Yoo and Kim (2012) worked on predicting the project performance of students and student groups based on stepwise regression analysis on dialogue features in Online Q&A discussions. To extract dialogue features they made use of LIWC and speech acts, which are semantic categories such as Greetings or Questions that indicate speakers’ intentions (Moldovan et al. 2011). Yoo and Kim found that the degree of information provided by students and how early they start to discuss before the deadline, are two important factors explaining project grades. A similar research was conducted by Romero and colleagues (Romero et al. 2013) who also included (social) network related features. Their statistical analysis showed that the best predictors related to students’ dialogue are the number of contributions (messages), number of words, and the average score of the messages.

In our work presented here, we use some of the features described by the above researchers, such as session length or dialogue turn length, and other novel features such as information content.
-------
Written problem 1: Translate this sentence from the passage on predicting student performance from online discussions into Spanish: "Their statistical analysis showed that the best predictors related to students’ dialogue are the number of contributions (messages), number of words, and the average score of the messages."
Written problem 2: Carry on the passage about predicting student performance from online discussions, picking up after its final sentence.

Material provided:
-------
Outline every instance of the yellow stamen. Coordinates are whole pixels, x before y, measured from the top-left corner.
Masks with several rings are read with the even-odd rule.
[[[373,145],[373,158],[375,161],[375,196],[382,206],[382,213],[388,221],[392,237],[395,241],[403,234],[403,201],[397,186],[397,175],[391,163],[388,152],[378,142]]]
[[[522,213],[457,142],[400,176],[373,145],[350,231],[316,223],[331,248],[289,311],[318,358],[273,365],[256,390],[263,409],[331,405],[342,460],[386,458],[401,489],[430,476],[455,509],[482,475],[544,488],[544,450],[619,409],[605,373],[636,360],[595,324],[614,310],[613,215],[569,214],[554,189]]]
-------
Response 1: Su análisis estadístico mostró que los mejores predictores relacionados con el diálogo de los estudiantes son el número de contribuciones (mensajes), el número de palabras y la puntuación media de los mensajes.

Response 2:
DeepTutor: a state-of-the-art dialogue-based intelligent tutoring system

The work described in this article has been conducted in the context of the state-of-the-art intelligent tutoring system DeepTutor (http://www.deeptutor.org). To better understand this context, we offer in this section an overview of intelligent tutoring systems in general and of DeepTutor in particular.

Intelligent tutoring systems

One-on-one human tutoring is one of the most effective solutions to instruction and learning that has attracted the attention of many for decades. Encouraged by the effectiveness of one-on-one human tutoring (Bloom 1984), computer tutors such as DeepTutor that mimic human tutors have been successfully built with the hope that a computer tutor could be available to every child with access to a computer (Rus et al. 2013).

How effective are state-of-the-art ITSs at inducing learning gains in students?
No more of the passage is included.